### Work to complete
Output all of the data below as a numbered list, omitting any blank lines and leaving out the pictures.

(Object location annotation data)
* * * * *
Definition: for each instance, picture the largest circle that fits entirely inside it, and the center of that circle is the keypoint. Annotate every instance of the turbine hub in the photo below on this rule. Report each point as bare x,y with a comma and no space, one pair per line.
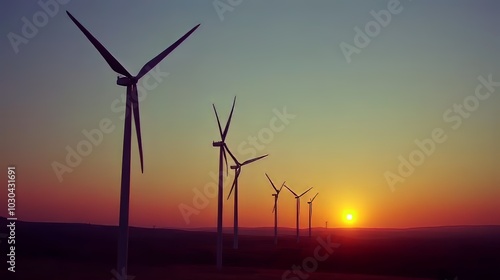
125,81
218,144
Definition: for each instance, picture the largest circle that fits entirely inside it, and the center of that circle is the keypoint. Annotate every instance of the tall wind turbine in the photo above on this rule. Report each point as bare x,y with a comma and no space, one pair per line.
275,208
297,197
132,107
222,157
310,212
237,167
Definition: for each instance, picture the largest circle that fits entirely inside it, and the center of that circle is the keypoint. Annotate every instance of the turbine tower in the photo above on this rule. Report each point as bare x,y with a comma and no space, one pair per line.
237,167
310,212
275,208
297,197
132,108
222,157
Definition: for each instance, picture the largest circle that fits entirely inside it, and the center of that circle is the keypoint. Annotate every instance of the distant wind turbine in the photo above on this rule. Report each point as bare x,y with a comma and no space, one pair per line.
237,167
310,212
132,107
297,197
275,208
222,157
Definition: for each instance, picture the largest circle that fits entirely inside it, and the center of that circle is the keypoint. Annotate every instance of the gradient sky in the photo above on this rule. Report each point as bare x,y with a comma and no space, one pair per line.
352,120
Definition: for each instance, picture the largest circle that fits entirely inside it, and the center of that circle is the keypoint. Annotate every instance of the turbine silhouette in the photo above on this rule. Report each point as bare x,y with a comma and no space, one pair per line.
275,208
132,107
310,212
237,168
222,157
297,197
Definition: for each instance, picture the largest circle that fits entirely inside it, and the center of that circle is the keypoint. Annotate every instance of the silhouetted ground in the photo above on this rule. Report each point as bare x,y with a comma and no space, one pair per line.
79,251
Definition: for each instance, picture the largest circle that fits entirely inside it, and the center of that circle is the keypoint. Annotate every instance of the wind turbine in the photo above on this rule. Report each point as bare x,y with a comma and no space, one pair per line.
297,197
275,208
310,212
222,157
237,167
132,107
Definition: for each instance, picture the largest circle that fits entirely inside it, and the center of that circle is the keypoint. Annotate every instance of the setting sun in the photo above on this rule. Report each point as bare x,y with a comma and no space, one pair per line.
* * * * *
### Right answer
1. Definition: for each instance, picture the largest circle that fits entirely inside it, and the center of that circle is the keypoint. Annotate every instance of the turbine hub in the photo below on this rule. Report each point as bare x,y with a comma and no space, one pair per line.
2. 125,81
3. 218,144
4. Definition: for each instance, picture the largest circle that fits entirely inside it, and the center of that circle is the keypoint. Annotate every instance of the tall wind turbine in the photo above on this rule. Report each point as bare x,y with a comma and no space, one pair per line.
5. 275,208
6. 297,197
7. 132,107
8. 222,157
9. 310,212
10. 237,167
11. Definition: for each instance, picture the largest circle that fits entirely inside it, and the center of that circle is the keypoint. Annotate every instance of the turbine tower in the photo above on this rule. Report each point as bare x,y with a comma and no space, one pair per line.
12. 237,167
13. 310,212
14. 275,208
15. 297,197
16. 132,108
17. 222,157
18. Definition: for each instance, picture the largest circle that fits entirely inside it, and the center of that circle is the keypoint. Annotate every instance of the distant wind turbine in the photo above on this rule. Report each point as bare x,y with a comma and no space, one pair per line.
19. 237,167
20. 310,212
21. 132,107
22. 297,197
23. 275,208
24. 222,157
25. Definition: for each instance, picture the largest circle that fits entirely inside it, and the center of that circle is the keypoint. Annotate every instance of the gradient sky in the photo above on this rule. Report each point as bare x,y with a comma and no space, one pair per line.
26. 352,120
27. Definition: for each instance, picture the largest circle that fits entirely inside it, and the center of that circle is the keypoint. Annotate every instance of the turbine silhouette in the photo above on this rule. Report each point as bare x,y with a comma and no space, one pair per line.
28. 275,208
29. 132,107
30. 310,212
31. 237,168
32. 222,157
33. 297,197
34. Definition: for each instance, picture the largest circle that fits entirely inside it, and the center of that circle is the keypoint. Annotate every instance of the silhouetted ground in the photo above on this rule. Report each point as bare x,y with a comma and no space, one pair per line.
35. 79,251
36. Definition: for each instance, picture the largest circle that fits entirely inside it, and the center of that circle is the keypoint. Annotate every instance of the wind turbine in the photo above on this rule. Report each point as bare x,y with a comma and no space, one pair per line.
37. 297,197
38. 275,208
39. 310,212
40. 222,157
41. 237,167
42. 132,107
43. Definition: for each instance, picture the largest circle that fits entirely inside it, and the center of that circle is the keypoint. Annotate every instance of the setting sun in the photo above on this rule. Report each point as bare x,y with a comma and no space, one pair per line.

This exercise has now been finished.